• [Brano selezionato]:
>>>
Così ha deciso la Corte di Cassazione con l’ordinanza del 5 luglio 2019 n. 18056 (scarica il testo in calce) che, con pregevole chiarezza, analizza e definisce il danno non patrimoniale da uccisione.
Sommario
2. I concetti di validità fisica e capacità lavorativa
3. Applicazione delle tabelle milanesi più recenti
4. Il danno non patrimoniale da uccisione: il lessico corretto
5. Le forme del danno da uccisione
6. Danno da uccisione: 1) lesione della salute
7. Danno da uccisione: 2) la formido mortis
1. La vicenda
Su un’autovettura viaggiavano, come trasportati, marito, moglie e due figli; a seguito dello scontro con un autobus, la donna e la prole decedevano, mentre il marito riportava delle lesioni personali; rimanevano illesi la conducente del veicolo [1] e l’autista del bus. Dal sinistro, scaturivano due processi:
1) il primo giudizio veniva introdotto dalla società proprietaria dell’autobus, al fine di ottenere il risarcimento dei danni per il danneggiamento del mezzo; si concludeva con la sentenza definitiva della corte d’appello, che attribuiva la responsabilità nella causazione del sinistro come segue: 80% in capo alla conducente dell’auto e 20% per l’autista del bus;
2) il secondo giudizio veniva introdotto dall’uomo, trasportato sull’auto, marito e padre delle tre vittime; dal fratello e dal padre della donna defunta. Gli attori chiedevano il risarcimento del danno verso la società proprietaria dell’autobus e il suo assicuratore; nonché verso la compagnia assicuratrice del mezzo su cui erano trasportate le vittime e, in corso di causa, verso la conducente.
In primo grado, il tribunale attribuiva la responsabilità esclusiva del sinistro alla conducente della macchina, pertanto le domande attoree venivano accolte solo verso di lei e l’assicurazione RCA.
<<<
• [Record estratti]:
>>>
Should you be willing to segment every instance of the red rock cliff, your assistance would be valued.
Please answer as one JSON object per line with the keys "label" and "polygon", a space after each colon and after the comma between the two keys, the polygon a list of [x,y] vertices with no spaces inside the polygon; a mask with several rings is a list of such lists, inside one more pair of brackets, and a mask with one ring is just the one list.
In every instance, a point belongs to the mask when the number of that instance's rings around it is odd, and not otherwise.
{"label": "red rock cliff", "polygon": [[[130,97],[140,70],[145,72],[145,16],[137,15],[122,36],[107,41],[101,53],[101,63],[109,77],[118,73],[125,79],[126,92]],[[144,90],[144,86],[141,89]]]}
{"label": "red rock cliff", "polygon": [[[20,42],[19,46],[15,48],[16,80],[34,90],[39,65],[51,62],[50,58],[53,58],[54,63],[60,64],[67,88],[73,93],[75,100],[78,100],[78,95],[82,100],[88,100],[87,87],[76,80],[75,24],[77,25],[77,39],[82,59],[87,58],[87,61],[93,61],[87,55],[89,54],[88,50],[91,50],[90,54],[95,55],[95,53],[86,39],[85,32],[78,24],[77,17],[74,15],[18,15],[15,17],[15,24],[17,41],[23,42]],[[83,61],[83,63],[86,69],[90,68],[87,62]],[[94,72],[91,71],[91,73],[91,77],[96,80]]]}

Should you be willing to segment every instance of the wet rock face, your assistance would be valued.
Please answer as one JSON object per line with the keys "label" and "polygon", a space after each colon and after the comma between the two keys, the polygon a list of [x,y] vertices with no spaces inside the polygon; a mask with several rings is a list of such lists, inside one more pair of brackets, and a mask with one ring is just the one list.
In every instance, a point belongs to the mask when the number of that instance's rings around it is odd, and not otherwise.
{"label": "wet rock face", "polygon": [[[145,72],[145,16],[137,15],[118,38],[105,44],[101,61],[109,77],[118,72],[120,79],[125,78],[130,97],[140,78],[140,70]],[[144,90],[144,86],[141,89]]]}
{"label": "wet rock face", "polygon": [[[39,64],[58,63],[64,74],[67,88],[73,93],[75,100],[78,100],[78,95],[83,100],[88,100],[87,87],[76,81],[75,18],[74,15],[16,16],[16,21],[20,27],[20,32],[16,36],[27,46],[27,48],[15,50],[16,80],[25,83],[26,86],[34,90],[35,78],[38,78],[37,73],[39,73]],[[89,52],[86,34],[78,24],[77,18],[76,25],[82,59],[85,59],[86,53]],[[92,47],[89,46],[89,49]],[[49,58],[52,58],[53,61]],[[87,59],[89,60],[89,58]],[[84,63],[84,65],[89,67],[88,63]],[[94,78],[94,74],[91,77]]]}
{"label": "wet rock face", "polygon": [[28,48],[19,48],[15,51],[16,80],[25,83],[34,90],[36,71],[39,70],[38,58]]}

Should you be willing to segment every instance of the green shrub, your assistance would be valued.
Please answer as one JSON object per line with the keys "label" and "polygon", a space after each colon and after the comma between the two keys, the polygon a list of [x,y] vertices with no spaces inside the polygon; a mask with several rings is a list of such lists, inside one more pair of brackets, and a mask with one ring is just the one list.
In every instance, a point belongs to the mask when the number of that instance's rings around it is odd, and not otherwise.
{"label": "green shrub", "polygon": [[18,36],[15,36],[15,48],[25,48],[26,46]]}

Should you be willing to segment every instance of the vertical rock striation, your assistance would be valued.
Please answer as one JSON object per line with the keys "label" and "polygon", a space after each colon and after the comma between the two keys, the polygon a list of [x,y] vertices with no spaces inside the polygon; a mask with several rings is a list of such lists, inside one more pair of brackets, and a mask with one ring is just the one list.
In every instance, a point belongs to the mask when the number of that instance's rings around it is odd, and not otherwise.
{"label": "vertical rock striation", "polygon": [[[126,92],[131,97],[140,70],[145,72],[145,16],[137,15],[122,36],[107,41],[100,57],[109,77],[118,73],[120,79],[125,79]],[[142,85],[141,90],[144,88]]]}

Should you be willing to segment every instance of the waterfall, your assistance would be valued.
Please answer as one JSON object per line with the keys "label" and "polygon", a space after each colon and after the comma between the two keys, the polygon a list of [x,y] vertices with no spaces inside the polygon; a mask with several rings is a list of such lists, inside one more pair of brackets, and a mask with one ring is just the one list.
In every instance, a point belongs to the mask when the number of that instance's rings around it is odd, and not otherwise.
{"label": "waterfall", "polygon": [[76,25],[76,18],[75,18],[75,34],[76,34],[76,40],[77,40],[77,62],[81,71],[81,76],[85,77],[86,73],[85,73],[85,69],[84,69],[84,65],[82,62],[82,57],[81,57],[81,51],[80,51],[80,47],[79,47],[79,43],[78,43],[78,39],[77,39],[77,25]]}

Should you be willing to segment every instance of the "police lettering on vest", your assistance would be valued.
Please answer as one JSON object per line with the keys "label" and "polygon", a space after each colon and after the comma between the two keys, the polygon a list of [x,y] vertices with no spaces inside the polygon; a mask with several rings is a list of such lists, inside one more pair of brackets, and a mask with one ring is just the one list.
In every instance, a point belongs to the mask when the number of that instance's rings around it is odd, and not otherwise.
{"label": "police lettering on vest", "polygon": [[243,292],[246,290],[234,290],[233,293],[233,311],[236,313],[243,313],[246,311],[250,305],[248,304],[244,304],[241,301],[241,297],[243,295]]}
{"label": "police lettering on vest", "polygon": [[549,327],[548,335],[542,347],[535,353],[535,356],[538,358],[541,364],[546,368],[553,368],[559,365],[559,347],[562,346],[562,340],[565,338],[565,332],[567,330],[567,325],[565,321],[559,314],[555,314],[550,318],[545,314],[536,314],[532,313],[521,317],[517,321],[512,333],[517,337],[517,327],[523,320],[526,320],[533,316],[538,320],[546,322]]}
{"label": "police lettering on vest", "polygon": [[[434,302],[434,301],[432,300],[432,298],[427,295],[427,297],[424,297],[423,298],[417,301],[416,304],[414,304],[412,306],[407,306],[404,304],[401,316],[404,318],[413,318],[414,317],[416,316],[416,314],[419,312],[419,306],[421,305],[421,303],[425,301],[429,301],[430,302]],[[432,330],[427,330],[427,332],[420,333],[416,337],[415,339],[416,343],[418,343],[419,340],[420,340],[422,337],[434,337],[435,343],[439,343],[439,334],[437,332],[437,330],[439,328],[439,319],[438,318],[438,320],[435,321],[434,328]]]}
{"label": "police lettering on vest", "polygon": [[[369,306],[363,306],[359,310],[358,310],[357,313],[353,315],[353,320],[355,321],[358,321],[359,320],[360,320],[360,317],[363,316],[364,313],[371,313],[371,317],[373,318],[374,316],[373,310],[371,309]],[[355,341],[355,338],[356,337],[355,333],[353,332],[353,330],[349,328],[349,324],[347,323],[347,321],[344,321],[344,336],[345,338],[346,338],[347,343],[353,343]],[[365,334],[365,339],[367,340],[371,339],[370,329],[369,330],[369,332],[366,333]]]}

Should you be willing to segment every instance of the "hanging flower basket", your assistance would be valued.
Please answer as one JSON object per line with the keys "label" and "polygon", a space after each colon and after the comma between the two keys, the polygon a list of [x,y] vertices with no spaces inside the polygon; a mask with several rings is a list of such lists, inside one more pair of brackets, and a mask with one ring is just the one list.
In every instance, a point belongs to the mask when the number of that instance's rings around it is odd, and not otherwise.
<<<
• [Istruzioni esercizio]:
A. Rispondi alle seguenti domande sul brano selezionato:
(i) Con quale ordinanza ha deciso la Corte di Cassazione?
(ii) Come veniva ripartita la responsabilità del sinistro nella sentenza definitiva della corte d’appello?
(iii) Nel secondo giudizio, a chi il tribunale di primo grado attribuiva la responsabilità esclusiva del sinistro?
B. Per ciascuna affermazione indica se concorda con il brano selezionato, citando le parole decisive.
(i) Il marito uscì illeso dallo scontro.
(ii) Il primo giudizio fu introdotto dalla società proprietaria dell’autobus.
(iii) In primo grado le domande attoree furono accolte anche verso la società proprietaria dell’autobus.
C. Riporta la parte del brano selezionato che va da "In primo grado, il" fino a "e l’assicurazione RCA." compreso.

• [Soluzioni esercizio]:
A.
(i) Con l’ordinanza del 5 luglio 2019 n. 18056.
(ii) 80% alla conducente dell’auto e 20% all’autista del bus.
(iii) Alla conducente della macchina.

B.
(i) No: "mentre il marito riportava delle lesioni personali".
(ii) Sì: "il primo giudizio veniva introdotto dalla società proprietaria dell’autobus".
(iii) No: "le domande attoree venivano accolte solo verso di lei e l’assicurazione RCA".

C.
In primo grado, il tribunale attribuiva la responsabilità esclusiva del sinistro alla conducente della macchina, pertanto le domande attoree venivano accolte solo verso di lei e l’assicurazione RCA.